Data shown: Begin

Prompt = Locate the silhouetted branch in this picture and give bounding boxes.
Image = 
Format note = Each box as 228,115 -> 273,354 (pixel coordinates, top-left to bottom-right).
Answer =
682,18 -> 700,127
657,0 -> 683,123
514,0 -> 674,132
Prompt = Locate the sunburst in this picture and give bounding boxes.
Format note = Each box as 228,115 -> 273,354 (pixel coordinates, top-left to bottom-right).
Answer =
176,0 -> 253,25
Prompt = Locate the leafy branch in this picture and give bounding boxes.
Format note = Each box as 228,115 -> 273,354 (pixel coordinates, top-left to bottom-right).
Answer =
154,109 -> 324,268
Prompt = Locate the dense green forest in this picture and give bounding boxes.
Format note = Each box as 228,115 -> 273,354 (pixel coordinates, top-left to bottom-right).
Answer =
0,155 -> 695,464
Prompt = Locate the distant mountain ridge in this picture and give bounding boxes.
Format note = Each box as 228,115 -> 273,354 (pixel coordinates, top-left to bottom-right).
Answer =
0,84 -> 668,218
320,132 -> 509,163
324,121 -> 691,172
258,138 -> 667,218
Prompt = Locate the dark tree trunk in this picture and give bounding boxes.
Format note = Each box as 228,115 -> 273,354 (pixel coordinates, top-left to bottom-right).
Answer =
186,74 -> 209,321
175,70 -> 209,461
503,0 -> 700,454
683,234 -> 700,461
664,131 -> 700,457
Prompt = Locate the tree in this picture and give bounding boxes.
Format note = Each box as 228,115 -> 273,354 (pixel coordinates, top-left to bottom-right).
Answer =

Data shown: End

**Activity:** Go through the records above and, whenever a line includes the word "branch", copy it.

**Your response:**
Prompt = Locate the silhouetted branch in this picture and give bounding boxes.
Prompt = Locate the leafy branch in this picture and give bounding boxes.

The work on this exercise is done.